THE EXERCISE:
State how many of the rows below contain the string "shirt", giving only the number.

EXTRACTED MATERIAL:
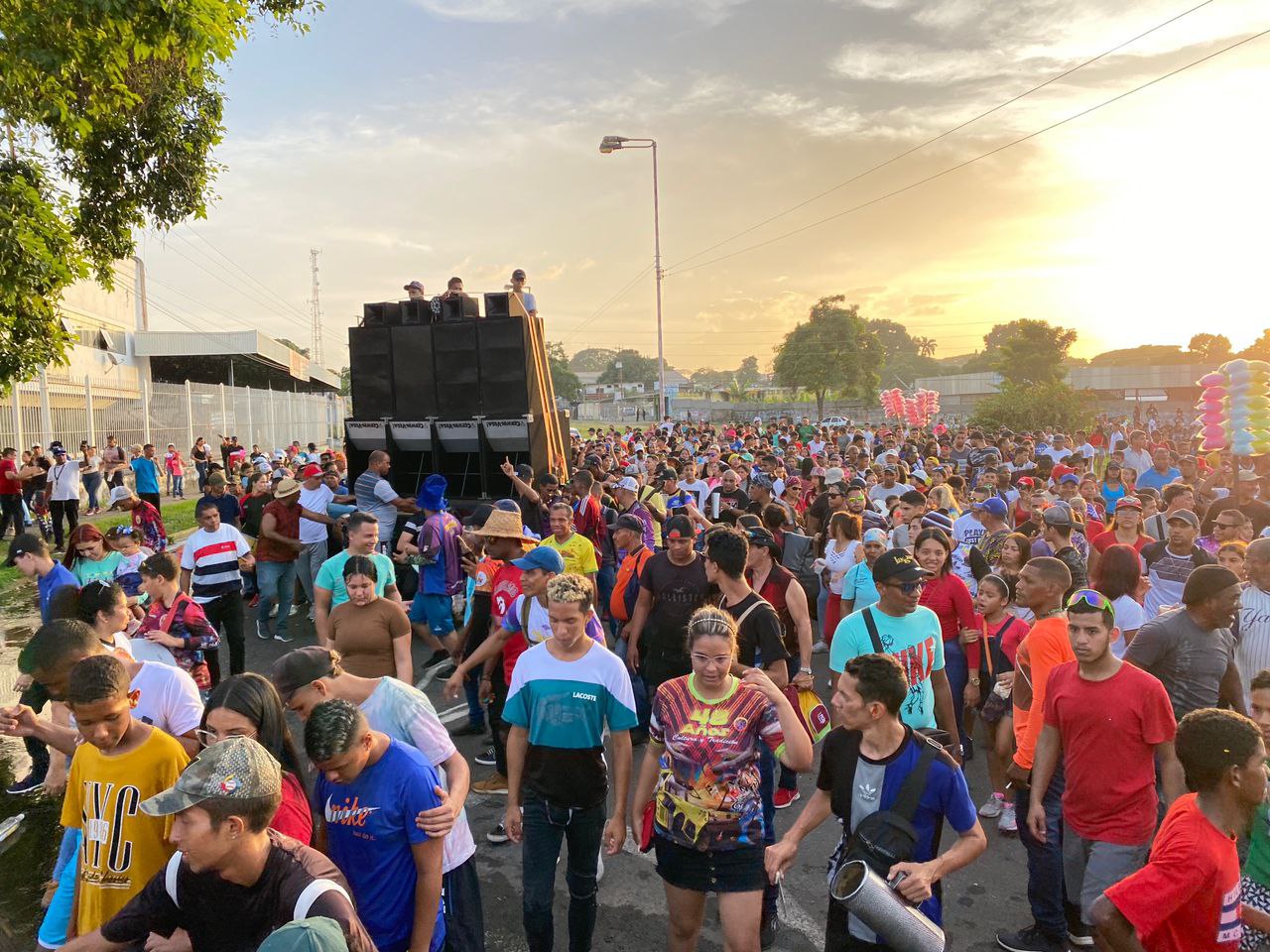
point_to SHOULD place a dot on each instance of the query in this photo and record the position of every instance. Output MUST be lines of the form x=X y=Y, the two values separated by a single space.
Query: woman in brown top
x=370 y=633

--

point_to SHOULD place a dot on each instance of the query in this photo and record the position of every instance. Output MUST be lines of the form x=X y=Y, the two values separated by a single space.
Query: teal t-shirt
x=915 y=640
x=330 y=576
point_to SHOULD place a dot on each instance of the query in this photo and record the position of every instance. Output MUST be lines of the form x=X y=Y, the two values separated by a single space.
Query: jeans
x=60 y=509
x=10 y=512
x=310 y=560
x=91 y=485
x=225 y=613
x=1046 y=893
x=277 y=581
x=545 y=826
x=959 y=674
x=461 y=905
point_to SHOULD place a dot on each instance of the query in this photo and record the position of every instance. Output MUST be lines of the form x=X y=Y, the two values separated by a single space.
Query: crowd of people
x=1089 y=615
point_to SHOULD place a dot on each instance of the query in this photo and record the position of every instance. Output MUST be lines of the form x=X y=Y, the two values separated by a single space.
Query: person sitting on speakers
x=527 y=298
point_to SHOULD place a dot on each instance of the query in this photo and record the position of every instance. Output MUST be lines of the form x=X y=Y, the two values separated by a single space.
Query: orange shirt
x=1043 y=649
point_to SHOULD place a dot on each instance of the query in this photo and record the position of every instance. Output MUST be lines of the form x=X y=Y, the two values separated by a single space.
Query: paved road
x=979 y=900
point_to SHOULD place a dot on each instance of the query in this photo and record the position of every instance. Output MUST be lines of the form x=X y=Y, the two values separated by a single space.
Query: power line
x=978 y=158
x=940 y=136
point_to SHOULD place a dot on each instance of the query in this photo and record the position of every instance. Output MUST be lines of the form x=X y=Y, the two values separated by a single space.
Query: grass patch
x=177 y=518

WRITTEN ANSWER:
2